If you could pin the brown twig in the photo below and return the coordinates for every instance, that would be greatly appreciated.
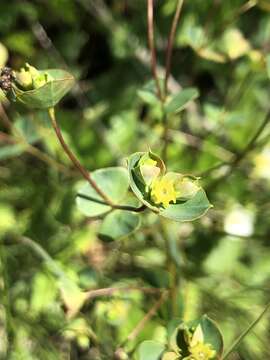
(112, 290)
(170, 43)
(151, 42)
(119, 207)
(239, 157)
(75, 161)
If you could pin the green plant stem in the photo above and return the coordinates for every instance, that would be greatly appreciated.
(139, 327)
(172, 270)
(170, 43)
(239, 157)
(151, 42)
(120, 207)
(245, 333)
(75, 161)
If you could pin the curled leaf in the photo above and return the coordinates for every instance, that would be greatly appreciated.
(42, 89)
(172, 195)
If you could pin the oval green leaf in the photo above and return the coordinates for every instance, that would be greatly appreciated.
(212, 335)
(48, 95)
(189, 210)
(119, 224)
(150, 350)
(113, 181)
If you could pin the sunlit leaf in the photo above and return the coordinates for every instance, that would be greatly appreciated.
(150, 350)
(48, 95)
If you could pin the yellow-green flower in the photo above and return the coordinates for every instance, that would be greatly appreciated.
(163, 191)
(201, 351)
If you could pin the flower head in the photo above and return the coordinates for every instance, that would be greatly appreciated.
(163, 191)
(201, 351)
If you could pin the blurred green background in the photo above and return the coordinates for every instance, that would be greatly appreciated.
(48, 250)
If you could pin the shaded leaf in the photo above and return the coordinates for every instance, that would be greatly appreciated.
(119, 224)
(114, 183)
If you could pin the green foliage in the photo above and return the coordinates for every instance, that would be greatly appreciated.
(49, 93)
(84, 279)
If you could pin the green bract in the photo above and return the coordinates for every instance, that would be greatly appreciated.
(199, 336)
(42, 89)
(172, 195)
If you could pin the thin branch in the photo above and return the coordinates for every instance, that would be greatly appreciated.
(245, 333)
(151, 43)
(75, 161)
(170, 43)
(120, 207)
(138, 328)
(19, 139)
(110, 291)
(239, 157)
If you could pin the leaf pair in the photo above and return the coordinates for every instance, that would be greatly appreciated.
(199, 339)
(182, 210)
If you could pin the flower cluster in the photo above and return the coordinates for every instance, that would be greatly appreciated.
(167, 188)
(30, 78)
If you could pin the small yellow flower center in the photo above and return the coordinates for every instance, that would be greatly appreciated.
(201, 351)
(163, 191)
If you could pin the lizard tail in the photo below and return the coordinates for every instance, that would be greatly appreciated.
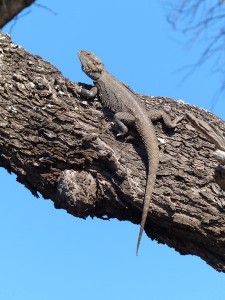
==================================================
## Assigned task
Your task is to restate word for word the lines from the one containing "If you could pin the leaf" through the last line of the data, both ends included, with no pictures.

## Response box
If you could pin the leaf pair in the photo above and return the coordinates for every instance, that would be greatly appreciated.
(199, 339)
(182, 210)
If you could pin the flower cluster in the photo above and return the coordinates for every instance, that would be greatly appreciated.
(167, 188)
(30, 78)
If you could pin the small yellow flower center in the photo above and return the coordinates for every instance, that would be greatly appreciated.
(201, 351)
(163, 191)
If you could pin the lizard tail in the photo below and return the coordinates for every instance, that would be greatly appreciated.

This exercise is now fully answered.